┏━━
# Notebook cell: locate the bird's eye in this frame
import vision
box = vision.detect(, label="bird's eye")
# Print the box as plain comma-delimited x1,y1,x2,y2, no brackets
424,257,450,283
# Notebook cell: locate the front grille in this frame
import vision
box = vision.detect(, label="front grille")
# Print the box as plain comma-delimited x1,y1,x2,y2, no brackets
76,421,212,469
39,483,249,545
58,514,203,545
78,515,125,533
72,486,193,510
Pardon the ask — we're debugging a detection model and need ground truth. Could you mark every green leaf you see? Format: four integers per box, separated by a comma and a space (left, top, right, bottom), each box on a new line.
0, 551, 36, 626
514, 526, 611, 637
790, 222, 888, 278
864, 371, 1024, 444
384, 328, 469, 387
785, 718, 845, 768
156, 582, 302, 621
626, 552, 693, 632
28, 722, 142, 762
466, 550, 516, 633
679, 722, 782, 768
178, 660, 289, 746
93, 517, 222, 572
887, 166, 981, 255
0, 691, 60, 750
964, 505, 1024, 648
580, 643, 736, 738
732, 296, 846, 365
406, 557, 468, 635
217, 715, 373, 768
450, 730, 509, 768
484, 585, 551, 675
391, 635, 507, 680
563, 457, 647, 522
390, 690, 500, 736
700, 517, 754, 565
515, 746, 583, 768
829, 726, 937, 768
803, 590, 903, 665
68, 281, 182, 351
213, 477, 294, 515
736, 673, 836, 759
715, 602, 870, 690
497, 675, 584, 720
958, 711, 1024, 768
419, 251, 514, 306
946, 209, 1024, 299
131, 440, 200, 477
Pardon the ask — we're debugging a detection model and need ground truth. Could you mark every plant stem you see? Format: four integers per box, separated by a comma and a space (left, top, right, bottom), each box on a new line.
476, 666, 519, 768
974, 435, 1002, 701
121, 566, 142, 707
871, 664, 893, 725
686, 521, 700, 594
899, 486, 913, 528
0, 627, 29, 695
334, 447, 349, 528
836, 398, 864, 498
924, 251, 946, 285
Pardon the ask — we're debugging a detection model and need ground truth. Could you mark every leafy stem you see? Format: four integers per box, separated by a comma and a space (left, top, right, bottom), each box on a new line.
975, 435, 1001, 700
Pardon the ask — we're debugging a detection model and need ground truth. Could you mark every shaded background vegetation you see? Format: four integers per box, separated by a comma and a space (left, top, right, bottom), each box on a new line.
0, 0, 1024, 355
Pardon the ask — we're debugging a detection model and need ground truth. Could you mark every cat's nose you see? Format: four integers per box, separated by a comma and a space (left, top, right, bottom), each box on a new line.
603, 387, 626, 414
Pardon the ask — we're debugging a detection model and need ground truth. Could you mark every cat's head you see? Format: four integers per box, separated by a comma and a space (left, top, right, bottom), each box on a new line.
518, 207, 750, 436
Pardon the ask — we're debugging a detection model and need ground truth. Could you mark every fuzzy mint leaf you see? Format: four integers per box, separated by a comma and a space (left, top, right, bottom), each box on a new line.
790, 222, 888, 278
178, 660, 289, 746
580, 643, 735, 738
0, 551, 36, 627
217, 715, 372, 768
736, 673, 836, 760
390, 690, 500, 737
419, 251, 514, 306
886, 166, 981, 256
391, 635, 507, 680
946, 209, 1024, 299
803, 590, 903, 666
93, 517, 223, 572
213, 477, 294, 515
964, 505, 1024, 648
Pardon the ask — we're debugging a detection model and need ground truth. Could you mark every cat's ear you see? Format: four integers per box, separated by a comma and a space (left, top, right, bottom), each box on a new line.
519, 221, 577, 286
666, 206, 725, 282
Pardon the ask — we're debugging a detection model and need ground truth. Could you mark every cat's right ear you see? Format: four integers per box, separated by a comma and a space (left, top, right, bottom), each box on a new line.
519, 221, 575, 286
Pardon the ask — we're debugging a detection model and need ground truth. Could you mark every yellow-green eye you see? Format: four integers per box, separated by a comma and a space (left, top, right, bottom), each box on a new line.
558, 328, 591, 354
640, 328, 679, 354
┗━━
Given problem
Recast all of the records above as a numbered list, omitting any blank lines.

Complete response
1. # Notebook cell: locate the bird's eye in this frame
2. import vision
3. box = vision.detect(, label="bird's eye")
4. # Print the box as plain comma-delimited x1,y1,x2,y2, no brackets
5. 424,257,450,283
6. # Notebook cell: locate the front grille in this frame
7. import vision
8. box = vision.detect(, label="front grille")
9. # Print the box as plain comma-delimited x1,y1,x2,y2, no brackets
10. 76,421,212,469
11. 39,483,249,545
12. 58,514,203,545
13. 78,515,125,533
14. 72,486,193,510
15. Pardon the ask — we're debugging a detection model and need ground truth. Could you mark every green leaf you see? Format: four integers per box, separated by a comma and a space (left, top, right, bottom), each box on a new line.
16. 0, 551, 36, 626
17. 514, 526, 611, 637
18. 790, 222, 888, 278
19. 864, 371, 1024, 444
20. 384, 328, 469, 387
21. 785, 718, 845, 768
22. 156, 582, 302, 621
23. 626, 552, 693, 632
24. 28, 722, 142, 762
25. 466, 550, 516, 633
26. 679, 722, 782, 768
27. 178, 660, 289, 746
28. 93, 517, 222, 572
29. 887, 166, 981, 255
30. 0, 691, 60, 750
31. 964, 505, 1024, 648
32. 580, 643, 736, 738
33. 732, 296, 846, 365
34. 406, 557, 468, 635
35. 217, 715, 373, 768
36. 450, 730, 509, 768
37. 484, 585, 551, 675
38. 391, 635, 507, 680
39. 563, 457, 647, 522
40. 390, 690, 500, 736
41. 700, 517, 754, 565
42. 515, 746, 583, 768
43. 829, 726, 937, 768
44. 803, 590, 903, 665
45. 68, 281, 182, 351
46. 213, 477, 294, 515
47. 736, 673, 836, 759
48. 715, 602, 870, 690
49. 497, 675, 584, 720
50. 958, 711, 1024, 768
51. 419, 251, 514, 306
52. 946, 209, 1024, 299
53. 131, 440, 200, 477
54. Pardon the ask — we're debugging a detection model and need ground truth. Could you mark every plant stem you see? Format: four integers per box, separated by a comma and a space (left, top, right, bottom), each box on a new line.
55. 476, 666, 519, 768
56. 974, 435, 1002, 701
57. 121, 566, 142, 707
58. 871, 664, 893, 725
59. 686, 521, 700, 594
60. 899, 486, 913, 528
61. 0, 627, 29, 695
62. 334, 447, 349, 528
63. 836, 398, 864, 498
64. 924, 251, 946, 285
65. Pardon the ask — we're debugging a detection model and need ground truth. Could you mark every leafy stem you see? Format: four integers per box, separated by a comma and a space (left, top, right, bottom), each box on a new line.
66. 975, 435, 1001, 700
67. Pardon the ask — we're debugging a detection model and need ground truth. Could you mark every shaded background vegetation you see? Format: four integers per box, separated by a comma and a space (left, top, right, bottom), each box on a new line.
68. 0, 0, 1024, 355
69. Pardon the ask — we're debugging a detection model and need ground truth. Could you mark every cat's nose you see? Format: four integers per box, separated by a comma and a space (left, top, right, bottom), each box on a new line.
70. 603, 387, 626, 414
71. Pardon the ask — we're debugging a detection model and need ground truth. Could you mark every cat's head you see? Format: four integers per box, separated by a comma and a space (left, top, right, bottom), each box on a new line.
72. 518, 207, 750, 436
73. Pardon the ask — we're debugging a detection model and need ground truth. Could you mark every fuzzy mint leaf you see? Format: four integers per box, separated by a comma and a space (left, top, right, bottom), each box on a new line.
74. 790, 222, 888, 278
75. 178, 660, 289, 746
76. 580, 643, 735, 738
77. 0, 551, 36, 627
78. 217, 715, 372, 768
79. 736, 673, 836, 760
80. 390, 690, 500, 737
81. 419, 251, 514, 306
82. 886, 166, 981, 256
83. 391, 635, 507, 680
84. 946, 209, 1024, 299
85. 803, 590, 903, 666
86. 93, 517, 223, 572
87. 213, 477, 294, 515
88. 964, 505, 1024, 648
89. Pardon the ask — we're debugging a detection model and need ground truth. Could you mark every cat's ear you see? Format: four integers per box, separated by a comma and a space (left, top, right, bottom), each box on a new line.
90. 519, 221, 577, 286
91. 666, 206, 725, 282
92. Pardon the ask — we're debugging a detection model and need ground truth. Could you mark every cat's right ear you see? Format: four integers per box, separated by a comma and a space (left, top, right, bottom), each box on a new line.
93. 519, 221, 575, 286
94. Pardon the ask — we're debugging a detection model and need ground truth. Could you mark every yellow-green eye you see? Format: four integers per box, separated by a comma and a space (left, top, right, bottom), each box on a new line.
95. 558, 328, 591, 354
96. 640, 328, 679, 354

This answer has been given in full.